START Passage provided

Memo to the Tea Party: Jesus Was Not a Capitalist

Pope Francis's “big tent” Catholicism is just what the church needs.

Photo | Shutterstock.com

Photo | Shutterstock.com

The publication late last month of Pope Francis‘s first papal exhortation – Evangelii Gaudium, or “Joy of the Gospels” – raised the hackles of some American conservatives, many of  whom view the Pontiff’s call for universal justice and tolerance as ceding ground in the culture wars they have fought so hard to prosecute.

The hyperbole, which reached a crescendo over the Thanksgiving holiday, barely let up this week. Writing yesterday at Forbes.com, Louis Woodhill – who applies his own brand of “unconventional logic” to make laughably contrarian arguments like this one – exclaimed:

“While his great predecessor, Pope John Paul II, helped defeat a real tyranny, communism, Pope Francis has lent the prestige of the Catholic Church to leftist/socialist whining about the ‘new tyranny’ of ‘inequality, ‘exclusion,’ and ‘marginalization.’”

Jonathan Moseley, a Virginia Tea Party activist and contributor at WND.com, argued that since Jesus Christ was obviously a capitalist, he must now be “weeping in heaven” from the sting of his servant’s call for economic inclusiveness. And over at Breitbart.com, William Bigelow all but accused the Pope of willfully inciting a global revolution to install a new world socialist order.

Others, such as Catholic League President Bill Donohue – for whom parts of  Evangelii Gaudium seem to have been personally drafted – are taking a different tack. Instead of rejecting the Pope’s message outright, Donohue’s been working overtime to “translate” it for befuddled progressives who obviously missed the point. When all else fails, he simply panders to the Pontiff’s uniquely “Latin American” take on the world’s economic problems and his “incomplete understanding” of the causes of economic inequality.

On the contrary, as a priest who spent decades of his life ministering to the poor in streets of his native Argentina, Pope Francis knows exactly what he’s talking about. And, while he’s not exactly turning church dogma on its head, his tenure as head of the Holy See represents a radical shift in Vatican policy from that of his two most recent predecessors – whose doctrinaire interpretations of religious practice required little real sacrifice from the faithful.

In his calls to believers to apply the principle of  “Thou shalt not” to “an economy of exclusion and inequality,” and to care more about the homeless than their stock portfolios, Francis is challenging Christians to not only drop a coin or two in the poor box each week, but confront the structural forces that make poor boxes necessary.  By admonishing the faithful to open their hearts and minds to people whose lifestyles they may not approve of, he’s rejecting the us-versus-them mentality of conservative believers who have learned to project their spirituality through the lens of partisan ideology.

For reactionaries on the right who have staked so much on politicizing religion, the notion of actually applying the Christian principles of universal love and acceptance was never part of the deal, and they’re not about to let a Latino priest with a penchant for washing feet tell them any different.

END Passage provided
START Dataset

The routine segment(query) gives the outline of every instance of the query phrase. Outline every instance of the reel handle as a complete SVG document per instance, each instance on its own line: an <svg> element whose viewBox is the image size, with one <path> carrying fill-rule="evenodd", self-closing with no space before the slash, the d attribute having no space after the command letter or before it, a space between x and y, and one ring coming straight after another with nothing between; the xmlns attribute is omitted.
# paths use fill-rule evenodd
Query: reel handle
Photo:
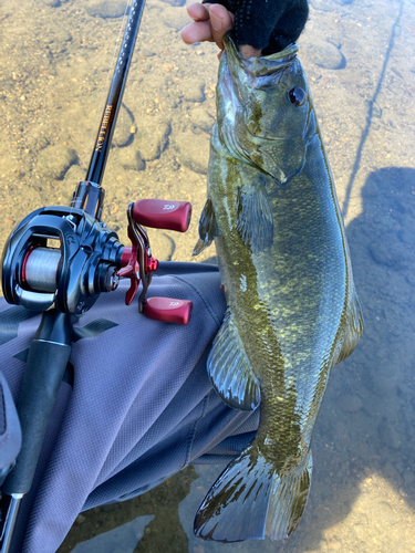
<svg viewBox="0 0 415 553"><path fill-rule="evenodd" d="M144 314L154 321L186 325L190 321L193 302L173 298L148 298L144 304Z"/></svg>
<svg viewBox="0 0 415 553"><path fill-rule="evenodd" d="M191 204L158 199L138 200L134 204L133 218L144 227L186 232L191 219Z"/></svg>

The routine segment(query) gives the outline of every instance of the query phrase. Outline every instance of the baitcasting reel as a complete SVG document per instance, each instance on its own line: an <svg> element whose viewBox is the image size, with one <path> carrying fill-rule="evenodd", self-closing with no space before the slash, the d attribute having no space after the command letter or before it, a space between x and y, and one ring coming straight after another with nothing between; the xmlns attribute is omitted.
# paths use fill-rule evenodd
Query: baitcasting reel
<svg viewBox="0 0 415 553"><path fill-rule="evenodd" d="M191 302L168 298L145 300L153 258L143 226L186 232L191 205L187 201L144 199L127 209L128 238L123 246L116 232L100 221L104 190L90 181L77 185L71 207L46 207L30 213L10 234L3 252L2 286L9 303L81 315L101 292L116 290L120 278L131 280L129 305L139 281L138 310L149 319L187 324Z"/></svg>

END Dataset

Problem details: Continue the opinion piece on Pope Francis and his conservative critics, starting right after its last sentence.

Solved problem:
Yet, I doubt a failure to resonate with American radicals — wherever they may fall on the political spectrum — is causing the Pontiff to lose any sleep. Because his real message, I think, is not for people with the hubris to think they have it all figured out, but for those ambivalent Christians adrift in a world where the selfish materialism rejected by their savior is seen as the fuel of progress, and the most vocal religious voices are more than willing to cast the first stone in judgment against their fellow man.

Included in this group are the millions of Catholics who have abandoned the church over the past two decades, driven from the pews by sex scandals and a church bureaucracy that seems to care more about preventing women from getting birth control than making sure they have enough food to feed their children.

As one of them, I can attest that it is working. I’d need two hands to count the number of ex-Catholics I know who have developed a renewed interest in the church since Archbishop Jorge Mario Bergoglio became Pope Francis. That’s not to say all of them are rushing back to mass, but for the first time in many years, they feel there is a place for them there.

As a child, for years I watch my divorced mother remain seated while the rest of our congregation lined up for communion. With his statement that the Eucharist “is not a prize for the perfect but a powerful medicine and nourishment for the weak,” Pope Francis extended an olive branch to her and others like her, letting them know that a failed marriage does not make one unworthy of God’s medicine.  The power of that message has been lost in all the talk about trickle-down economics and homosexuality, but it gets to the heart of Evangelii Gaudium.

“The Church is not a tollhouse,” the Pope writes. “It is the house of the Father, where there is a place for everyone, with all their problems.”

I think the people who need to hear that message are getting it. Those who refuse to hear it can rest assured that Francis, a Pope for all people, is praying for them.